Work instructions:
1 - Check each statement against the forum thread on homemade screen printing gear, answering yes or no and quoting the words that settle it: (a) The person who uses canvas stretcher bars has had warping problems. (b) ruxvellprints moved from a 4x4 rotary press to a 5x4. (c) smitty made screens using curtain material from Walmart.
2 - Reproduce the part of the forum thread on homemade screen printing gear that begins at the words "My washout booth...notice" and ends after "(Jun 9, 2010)", with every word and mark kept unchanged.

**** Passage shown

I also make my frames right now. I havent had any warping problems, but we'll see how they hold up after a few reclaimings and washing after printing. I am using canvas stretcher bars that are pretty nice because they lock into eachother nicely. The only pain is that I have to shave off the beveled edge so that my screen will lay flat on the printing surface. I am very interested to check the site someone mentioned about the wood screens under $20. 

-Justin


----------



## Kshirt (Mar 3, 2010)

Hi there 13Graphics, I'd love to know how you made you're IR Drier.. I'm trying to make something to cure water based inks at 160 C from an old halogen heater... any hints?
thanks for your post it's encouraging!

Kumar


----------



## Kshirt (Mar 3, 2010)

Hi again 13Graphics Here's our 'McGuyvered' heater(just figured out how to load pics) - have u got any pics?


----------



## gerry (Oct 4, 2006)

Heres my mess...er, press. Made with oak veneer..lol.
My washout booth...notice the little drain spout on the bottom...can also attatch a fl. light behind on the back side,
The other pic are going to someday be a single clr hat press...the staples give the screen ridges which make it hard to coat, i have a solution to fix..just no ambition lol.


----------



## ruxvellprints (Jun 9, 2010)

hi,

i started with homemade 4x4 rotary press and after my ROI (Return Of Investment) i decided to upgrade to 5x4.

[media]http://www.youtube.com/watch?v=NNuIAixj8B4[/media]


----------



## RoboChan (Aug 29, 2010)

I made my own press and im waiting on my screens and squeegees from GM graphics. How could i make my own flash dryer? I have never seen a flash dryer up close so i have no idea how to build one.


----------



## smitty (Jan 9, 2011)

This is my 1 color press i just made its nothing fancy and have yet to really use it I'm still testing with it....


----------



## smitty (Jan 9, 2011)

I also made the screens wits some 1x2 and some curtain material i got from walmart


----------



## janinexd (Mar 4, 2011)

smitty said:


> This is my 1 color press i just made its nothing fancy and have yet to really use it I'm still testing with it....


 wow this is amazing!!


----------



## Relik Apparel (Jul 10, 2009)

Wow, awesome stuff on this thread !

Here's a cool little way to make a real nice washout booth: PROCESS - the $60 washout booth

On E-bay some ppl sell the plans to make your own press. After looking into it, (although the home made presses on this thread are beautiful) in my opinion, after looking at the diagrams in detail and the equipment I would have to buy at Home Depot, I would just go to http://www.silkscreeningsupplies.com and buy a startup table top silver press. In the future these startup presses can be upgraded to side clamps and even micro registration

.

********
**** Information supplied

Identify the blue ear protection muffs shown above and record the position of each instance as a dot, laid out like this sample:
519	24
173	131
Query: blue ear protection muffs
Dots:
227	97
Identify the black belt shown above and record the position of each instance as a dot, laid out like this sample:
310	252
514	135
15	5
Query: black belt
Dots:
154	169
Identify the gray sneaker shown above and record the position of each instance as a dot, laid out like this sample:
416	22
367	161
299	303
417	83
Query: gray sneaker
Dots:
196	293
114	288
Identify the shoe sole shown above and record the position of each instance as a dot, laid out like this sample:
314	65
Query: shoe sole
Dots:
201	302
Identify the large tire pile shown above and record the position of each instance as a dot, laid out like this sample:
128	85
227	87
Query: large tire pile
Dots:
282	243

********

Task results:
1 -
(a) No: "I havent had any warping problems"
(b) Yes: "i started with homemade 4x4 rotary press and after my ROI (Return Of Investment) i decided to upgrade to 5x4."
(c) Yes: "I also made the screens wits some 1x2 and some curtain material i got from walmart"

2 -
My washout booth...notice the little drain spout on the bottom...can also attatch a fl. light behind on the back side,
The other pic are going to someday be a single clr hat press...the staples give the screen ridges which make it hard to coat, i have a solution to fix..just no ambition lol.


----------



## ruxvellprints (Jun 9, 2010)